• _EXCERPTED DATA_
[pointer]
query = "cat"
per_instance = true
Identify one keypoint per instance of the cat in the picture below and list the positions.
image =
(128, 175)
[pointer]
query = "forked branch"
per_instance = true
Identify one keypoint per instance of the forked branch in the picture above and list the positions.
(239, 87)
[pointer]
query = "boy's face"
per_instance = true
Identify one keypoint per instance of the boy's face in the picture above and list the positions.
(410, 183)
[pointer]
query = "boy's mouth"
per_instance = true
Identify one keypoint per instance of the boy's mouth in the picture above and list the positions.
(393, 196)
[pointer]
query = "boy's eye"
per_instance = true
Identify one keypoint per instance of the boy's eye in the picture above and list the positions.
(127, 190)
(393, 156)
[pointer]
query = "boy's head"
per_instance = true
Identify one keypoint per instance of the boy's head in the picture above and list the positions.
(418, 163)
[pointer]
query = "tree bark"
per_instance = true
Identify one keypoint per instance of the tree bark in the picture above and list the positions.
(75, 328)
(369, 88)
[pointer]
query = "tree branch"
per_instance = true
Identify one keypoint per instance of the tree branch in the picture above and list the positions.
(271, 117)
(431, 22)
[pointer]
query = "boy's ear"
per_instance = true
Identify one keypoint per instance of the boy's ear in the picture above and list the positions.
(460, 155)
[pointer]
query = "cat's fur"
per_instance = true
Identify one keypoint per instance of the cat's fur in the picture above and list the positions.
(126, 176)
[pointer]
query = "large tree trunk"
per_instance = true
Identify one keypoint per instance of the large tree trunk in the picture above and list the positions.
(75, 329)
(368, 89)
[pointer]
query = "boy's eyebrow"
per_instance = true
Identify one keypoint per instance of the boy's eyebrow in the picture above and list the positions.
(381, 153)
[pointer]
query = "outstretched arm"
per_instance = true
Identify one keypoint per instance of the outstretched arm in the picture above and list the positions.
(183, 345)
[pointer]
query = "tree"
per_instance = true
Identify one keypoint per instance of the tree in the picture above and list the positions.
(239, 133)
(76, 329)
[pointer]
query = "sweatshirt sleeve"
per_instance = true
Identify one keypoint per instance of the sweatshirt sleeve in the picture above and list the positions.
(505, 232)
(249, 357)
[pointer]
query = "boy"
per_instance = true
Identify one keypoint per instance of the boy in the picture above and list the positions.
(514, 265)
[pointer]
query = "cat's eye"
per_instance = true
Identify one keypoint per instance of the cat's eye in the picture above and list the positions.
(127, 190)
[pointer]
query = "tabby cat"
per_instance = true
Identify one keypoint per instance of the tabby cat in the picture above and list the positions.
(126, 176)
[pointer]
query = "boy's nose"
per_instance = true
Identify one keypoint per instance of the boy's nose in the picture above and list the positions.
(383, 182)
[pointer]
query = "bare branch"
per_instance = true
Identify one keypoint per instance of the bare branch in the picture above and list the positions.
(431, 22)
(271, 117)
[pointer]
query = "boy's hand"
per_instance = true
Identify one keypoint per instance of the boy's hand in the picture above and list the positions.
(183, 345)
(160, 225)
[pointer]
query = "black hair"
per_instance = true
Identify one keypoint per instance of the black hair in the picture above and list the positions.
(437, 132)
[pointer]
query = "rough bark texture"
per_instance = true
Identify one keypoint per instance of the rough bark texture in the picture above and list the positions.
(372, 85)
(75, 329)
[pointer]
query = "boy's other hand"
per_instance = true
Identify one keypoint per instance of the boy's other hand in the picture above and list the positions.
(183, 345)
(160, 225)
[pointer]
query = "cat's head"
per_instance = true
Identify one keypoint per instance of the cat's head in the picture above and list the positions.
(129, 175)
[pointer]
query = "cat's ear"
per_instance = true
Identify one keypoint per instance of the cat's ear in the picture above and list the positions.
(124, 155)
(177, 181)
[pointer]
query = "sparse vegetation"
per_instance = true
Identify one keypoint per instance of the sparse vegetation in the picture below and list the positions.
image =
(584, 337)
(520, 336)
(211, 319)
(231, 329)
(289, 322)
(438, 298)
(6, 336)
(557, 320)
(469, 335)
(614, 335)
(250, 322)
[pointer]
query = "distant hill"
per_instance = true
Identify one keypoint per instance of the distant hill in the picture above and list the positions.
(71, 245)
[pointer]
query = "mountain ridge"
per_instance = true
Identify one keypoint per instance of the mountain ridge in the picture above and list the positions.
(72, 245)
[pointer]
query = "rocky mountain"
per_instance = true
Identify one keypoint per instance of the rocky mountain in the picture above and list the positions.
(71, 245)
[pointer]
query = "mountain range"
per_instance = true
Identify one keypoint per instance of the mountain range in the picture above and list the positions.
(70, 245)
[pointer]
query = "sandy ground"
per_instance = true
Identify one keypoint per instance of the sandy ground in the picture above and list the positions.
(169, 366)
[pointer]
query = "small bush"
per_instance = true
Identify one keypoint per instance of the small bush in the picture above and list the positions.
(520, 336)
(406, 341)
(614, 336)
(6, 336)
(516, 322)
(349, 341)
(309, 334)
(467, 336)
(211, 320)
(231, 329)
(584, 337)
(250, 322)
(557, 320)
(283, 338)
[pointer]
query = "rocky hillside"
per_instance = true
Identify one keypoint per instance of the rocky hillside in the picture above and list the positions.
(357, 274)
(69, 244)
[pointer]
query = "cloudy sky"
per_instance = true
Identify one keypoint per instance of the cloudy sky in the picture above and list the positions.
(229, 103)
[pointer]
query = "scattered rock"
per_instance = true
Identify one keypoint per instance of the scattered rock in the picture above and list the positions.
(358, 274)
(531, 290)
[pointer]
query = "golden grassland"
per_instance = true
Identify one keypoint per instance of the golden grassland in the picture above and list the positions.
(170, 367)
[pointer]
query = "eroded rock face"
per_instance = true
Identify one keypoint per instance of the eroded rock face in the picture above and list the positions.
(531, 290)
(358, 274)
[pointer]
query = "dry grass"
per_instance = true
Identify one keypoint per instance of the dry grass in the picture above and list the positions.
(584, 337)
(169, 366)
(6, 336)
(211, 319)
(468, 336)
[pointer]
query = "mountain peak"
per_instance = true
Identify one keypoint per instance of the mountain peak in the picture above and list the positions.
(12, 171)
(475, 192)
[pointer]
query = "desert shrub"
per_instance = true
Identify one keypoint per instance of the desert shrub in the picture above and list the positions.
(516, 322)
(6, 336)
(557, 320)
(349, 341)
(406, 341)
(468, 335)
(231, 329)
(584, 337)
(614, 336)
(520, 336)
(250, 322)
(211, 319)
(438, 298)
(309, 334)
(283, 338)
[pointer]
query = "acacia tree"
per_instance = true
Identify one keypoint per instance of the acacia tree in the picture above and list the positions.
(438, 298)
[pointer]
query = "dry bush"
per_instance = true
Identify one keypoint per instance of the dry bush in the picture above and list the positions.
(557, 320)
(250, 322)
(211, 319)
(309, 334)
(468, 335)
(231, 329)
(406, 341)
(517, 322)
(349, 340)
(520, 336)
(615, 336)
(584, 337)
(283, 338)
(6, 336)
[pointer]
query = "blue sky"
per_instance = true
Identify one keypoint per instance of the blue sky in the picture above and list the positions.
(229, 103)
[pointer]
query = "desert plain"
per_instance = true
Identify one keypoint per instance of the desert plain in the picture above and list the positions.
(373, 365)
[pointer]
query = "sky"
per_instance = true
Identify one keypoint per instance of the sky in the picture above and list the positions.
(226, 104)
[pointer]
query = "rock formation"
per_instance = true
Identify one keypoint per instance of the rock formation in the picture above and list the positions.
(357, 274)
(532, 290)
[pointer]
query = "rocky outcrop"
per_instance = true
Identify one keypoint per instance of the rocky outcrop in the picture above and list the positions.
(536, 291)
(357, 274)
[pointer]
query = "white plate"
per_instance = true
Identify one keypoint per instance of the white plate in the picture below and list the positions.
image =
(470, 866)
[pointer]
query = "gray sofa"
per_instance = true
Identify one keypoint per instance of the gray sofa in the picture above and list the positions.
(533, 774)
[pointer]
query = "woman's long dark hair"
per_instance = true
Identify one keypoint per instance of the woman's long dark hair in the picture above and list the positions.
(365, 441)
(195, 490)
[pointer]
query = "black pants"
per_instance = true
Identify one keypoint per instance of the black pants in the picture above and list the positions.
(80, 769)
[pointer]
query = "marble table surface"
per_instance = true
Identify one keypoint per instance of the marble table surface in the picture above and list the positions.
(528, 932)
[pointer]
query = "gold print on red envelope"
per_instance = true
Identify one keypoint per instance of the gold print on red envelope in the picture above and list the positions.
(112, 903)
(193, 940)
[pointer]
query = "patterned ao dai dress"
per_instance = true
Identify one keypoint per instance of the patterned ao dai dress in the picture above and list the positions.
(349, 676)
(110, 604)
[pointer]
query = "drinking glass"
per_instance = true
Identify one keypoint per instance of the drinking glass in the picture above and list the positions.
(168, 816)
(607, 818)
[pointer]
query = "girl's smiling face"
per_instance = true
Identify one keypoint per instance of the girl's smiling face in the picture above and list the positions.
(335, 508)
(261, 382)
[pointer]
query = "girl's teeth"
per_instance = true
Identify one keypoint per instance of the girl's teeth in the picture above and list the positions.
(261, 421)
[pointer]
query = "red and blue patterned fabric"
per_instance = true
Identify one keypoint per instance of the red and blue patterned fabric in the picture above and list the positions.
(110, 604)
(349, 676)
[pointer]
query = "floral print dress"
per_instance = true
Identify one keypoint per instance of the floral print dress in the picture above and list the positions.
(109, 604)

• _YOUR OBJECTIVE_
Extract every line in the entries above that contains the string "shrub", matching case exactly.

• _ANSWER_
query = "desert shrub"
Identify one keypoint per instance of the desert shrub in the picture above and list the positions.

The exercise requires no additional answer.